◆ **Records supplied**:

------------------------------

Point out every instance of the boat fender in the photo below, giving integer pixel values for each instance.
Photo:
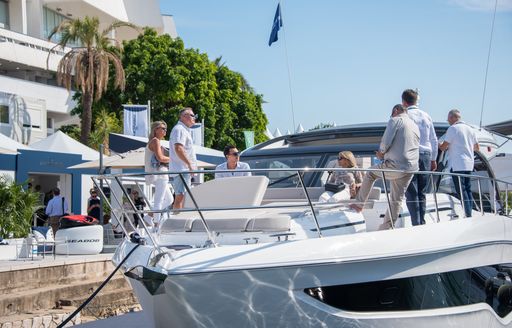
(505, 295)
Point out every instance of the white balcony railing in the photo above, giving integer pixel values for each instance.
(27, 50)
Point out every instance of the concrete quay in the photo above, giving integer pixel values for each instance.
(42, 292)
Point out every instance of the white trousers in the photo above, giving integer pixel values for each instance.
(163, 197)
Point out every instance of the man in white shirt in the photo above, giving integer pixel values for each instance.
(460, 142)
(57, 207)
(182, 154)
(232, 163)
(399, 150)
(415, 194)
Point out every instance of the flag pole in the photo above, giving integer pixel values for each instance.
(149, 115)
(288, 67)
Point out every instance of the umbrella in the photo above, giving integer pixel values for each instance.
(8, 151)
(130, 160)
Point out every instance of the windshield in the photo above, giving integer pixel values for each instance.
(285, 179)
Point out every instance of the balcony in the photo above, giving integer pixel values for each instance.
(30, 51)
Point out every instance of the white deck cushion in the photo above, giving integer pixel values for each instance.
(229, 192)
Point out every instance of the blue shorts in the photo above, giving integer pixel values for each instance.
(177, 184)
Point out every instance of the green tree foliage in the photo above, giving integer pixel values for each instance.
(160, 69)
(90, 65)
(17, 206)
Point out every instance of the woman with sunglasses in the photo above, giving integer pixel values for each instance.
(155, 160)
(351, 180)
(232, 163)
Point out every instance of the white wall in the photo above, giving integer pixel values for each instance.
(9, 174)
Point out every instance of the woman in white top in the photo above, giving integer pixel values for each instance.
(157, 161)
(352, 180)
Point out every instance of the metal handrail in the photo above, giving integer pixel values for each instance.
(120, 178)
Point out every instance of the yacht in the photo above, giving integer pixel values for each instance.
(261, 251)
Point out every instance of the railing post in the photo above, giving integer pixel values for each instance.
(435, 196)
(389, 203)
(210, 236)
(121, 205)
(141, 220)
(480, 196)
(506, 198)
(461, 196)
(310, 204)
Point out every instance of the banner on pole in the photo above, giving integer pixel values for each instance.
(136, 120)
(249, 139)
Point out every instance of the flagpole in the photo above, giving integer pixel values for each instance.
(288, 67)
(149, 115)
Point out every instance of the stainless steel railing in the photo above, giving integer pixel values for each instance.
(497, 205)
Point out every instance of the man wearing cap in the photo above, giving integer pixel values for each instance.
(232, 164)
(182, 154)
(399, 151)
(93, 204)
(415, 194)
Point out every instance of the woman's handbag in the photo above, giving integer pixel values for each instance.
(335, 188)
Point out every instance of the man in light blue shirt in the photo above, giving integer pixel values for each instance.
(460, 142)
(232, 164)
(415, 194)
(399, 150)
(182, 155)
(57, 207)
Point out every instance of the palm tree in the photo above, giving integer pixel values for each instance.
(89, 63)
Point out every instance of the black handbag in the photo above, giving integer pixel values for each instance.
(333, 187)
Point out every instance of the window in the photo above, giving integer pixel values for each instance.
(4, 14)
(489, 285)
(52, 19)
(4, 114)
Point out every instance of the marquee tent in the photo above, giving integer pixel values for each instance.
(60, 142)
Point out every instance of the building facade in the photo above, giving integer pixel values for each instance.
(32, 105)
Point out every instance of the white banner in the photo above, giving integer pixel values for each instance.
(136, 120)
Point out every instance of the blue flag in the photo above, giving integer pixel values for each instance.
(278, 22)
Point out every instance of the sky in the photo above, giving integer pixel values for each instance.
(350, 60)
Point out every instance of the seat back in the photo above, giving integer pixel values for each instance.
(229, 192)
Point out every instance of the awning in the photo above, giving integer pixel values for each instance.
(132, 159)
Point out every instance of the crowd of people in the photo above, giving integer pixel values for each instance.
(409, 145)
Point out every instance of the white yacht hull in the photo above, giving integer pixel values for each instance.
(263, 285)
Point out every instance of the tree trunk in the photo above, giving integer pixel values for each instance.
(86, 117)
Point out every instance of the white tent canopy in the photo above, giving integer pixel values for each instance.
(269, 134)
(200, 150)
(10, 146)
(60, 142)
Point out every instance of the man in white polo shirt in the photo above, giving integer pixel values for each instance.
(182, 155)
(233, 164)
(461, 142)
(417, 189)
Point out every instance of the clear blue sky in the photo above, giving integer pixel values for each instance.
(351, 60)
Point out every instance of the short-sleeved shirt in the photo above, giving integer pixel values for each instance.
(95, 212)
(234, 172)
(462, 140)
(180, 134)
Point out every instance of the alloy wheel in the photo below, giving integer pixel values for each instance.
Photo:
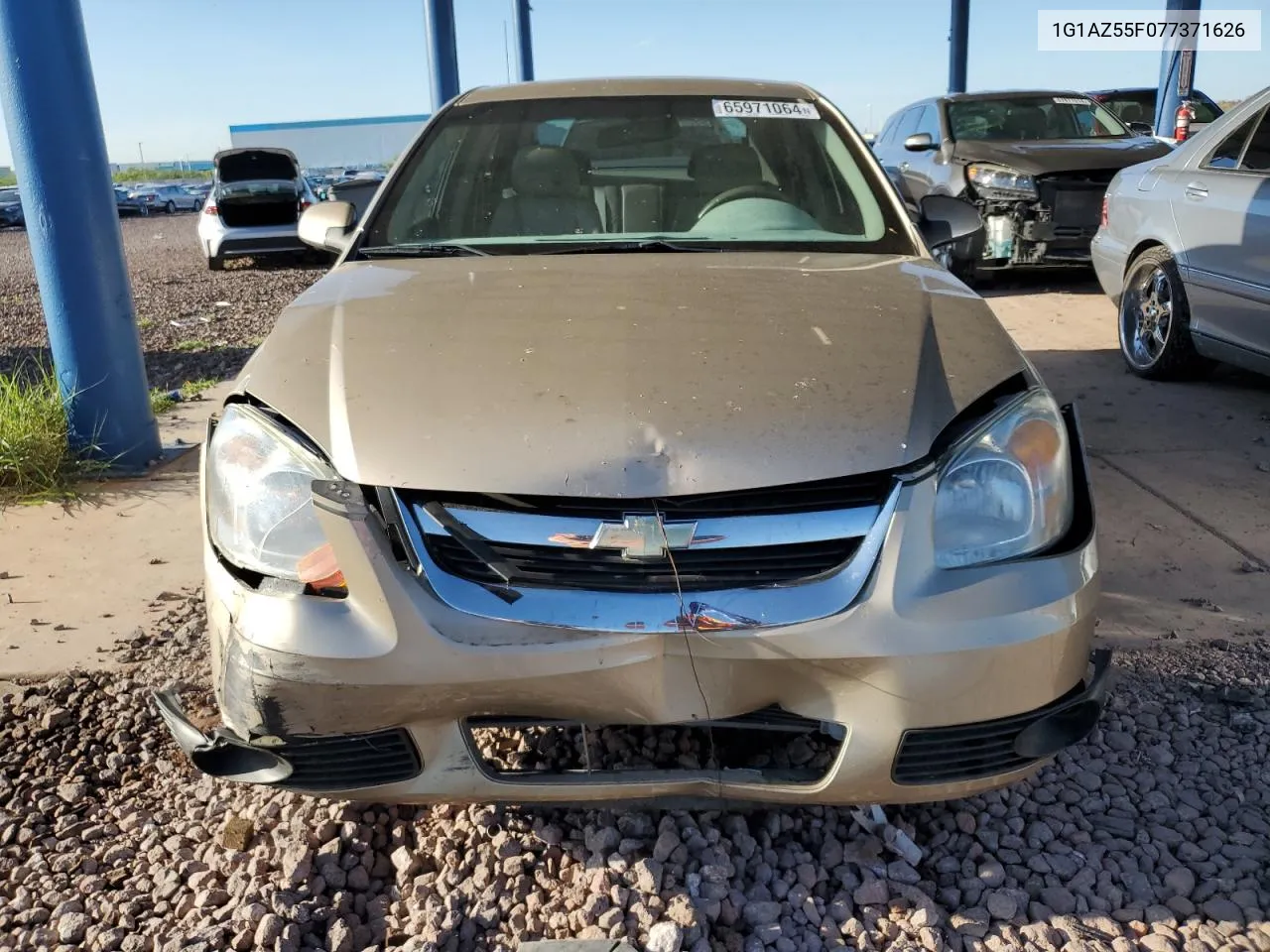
(1146, 316)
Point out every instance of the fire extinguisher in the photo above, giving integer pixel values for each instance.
(1182, 122)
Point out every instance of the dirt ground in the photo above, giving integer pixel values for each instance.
(1182, 471)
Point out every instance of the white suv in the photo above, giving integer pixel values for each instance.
(254, 204)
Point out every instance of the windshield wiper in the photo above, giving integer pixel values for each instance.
(431, 250)
(583, 248)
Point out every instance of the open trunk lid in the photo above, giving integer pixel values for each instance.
(255, 164)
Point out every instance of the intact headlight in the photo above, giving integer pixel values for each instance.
(259, 500)
(1005, 492)
(1000, 181)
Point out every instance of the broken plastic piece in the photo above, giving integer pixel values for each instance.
(875, 823)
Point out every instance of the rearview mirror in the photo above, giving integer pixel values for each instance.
(327, 225)
(945, 220)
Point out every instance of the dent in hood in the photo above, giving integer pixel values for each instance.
(627, 375)
(1040, 158)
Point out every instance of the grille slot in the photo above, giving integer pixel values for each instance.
(968, 752)
(844, 493)
(779, 746)
(606, 570)
(350, 761)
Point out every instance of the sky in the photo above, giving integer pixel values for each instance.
(175, 76)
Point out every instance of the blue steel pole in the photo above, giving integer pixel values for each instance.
(1175, 80)
(439, 24)
(524, 40)
(959, 42)
(64, 177)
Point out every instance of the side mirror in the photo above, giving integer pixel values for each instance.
(945, 220)
(327, 225)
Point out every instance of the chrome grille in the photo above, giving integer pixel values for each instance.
(507, 560)
(607, 570)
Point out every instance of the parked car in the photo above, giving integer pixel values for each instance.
(1034, 164)
(126, 203)
(1137, 107)
(530, 456)
(168, 198)
(254, 204)
(10, 208)
(1183, 250)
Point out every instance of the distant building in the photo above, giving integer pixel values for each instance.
(327, 144)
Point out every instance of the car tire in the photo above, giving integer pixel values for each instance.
(1155, 320)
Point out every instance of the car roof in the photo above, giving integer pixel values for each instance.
(636, 86)
(1007, 93)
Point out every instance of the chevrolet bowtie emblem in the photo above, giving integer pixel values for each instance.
(643, 536)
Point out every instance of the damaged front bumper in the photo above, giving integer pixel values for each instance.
(1053, 230)
(924, 685)
(388, 763)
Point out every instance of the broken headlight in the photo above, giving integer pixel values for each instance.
(1006, 490)
(1000, 181)
(259, 500)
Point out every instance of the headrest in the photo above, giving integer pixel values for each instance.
(1026, 118)
(734, 163)
(545, 172)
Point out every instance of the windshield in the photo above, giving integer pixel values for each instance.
(1033, 117)
(516, 177)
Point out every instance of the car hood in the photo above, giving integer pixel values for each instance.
(1035, 158)
(627, 375)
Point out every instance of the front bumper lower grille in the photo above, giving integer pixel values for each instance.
(774, 744)
(349, 761)
(970, 752)
(607, 570)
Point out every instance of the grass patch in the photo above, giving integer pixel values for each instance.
(162, 400)
(155, 175)
(37, 462)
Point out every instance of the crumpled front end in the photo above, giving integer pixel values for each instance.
(504, 671)
(1055, 229)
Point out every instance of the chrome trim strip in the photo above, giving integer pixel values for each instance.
(730, 532)
(753, 608)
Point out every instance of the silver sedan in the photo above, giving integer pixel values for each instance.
(1184, 250)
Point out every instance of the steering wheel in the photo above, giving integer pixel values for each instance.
(735, 194)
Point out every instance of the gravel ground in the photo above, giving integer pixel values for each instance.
(1153, 835)
(194, 322)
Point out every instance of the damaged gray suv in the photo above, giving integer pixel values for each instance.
(638, 449)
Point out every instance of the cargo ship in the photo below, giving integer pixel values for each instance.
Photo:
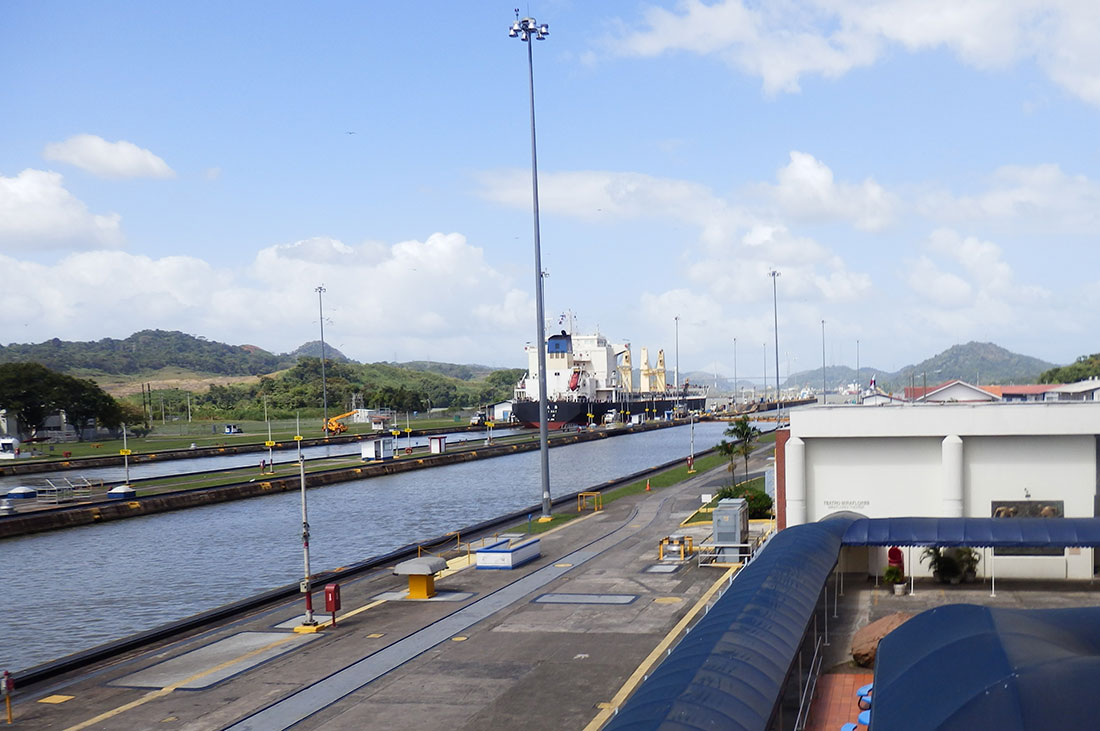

------------------------------

◆ **What to do**:
Which lines of the listing contain the word "yacht"? Copy each one in full, treating case as significant.

◆ **Correct output**:
Point out every instance of the yacht in the photo above, giving integer pixel values for each instance.
Point out every instance of the white yacht hull in the photo above, giving integer pixel values for each instance.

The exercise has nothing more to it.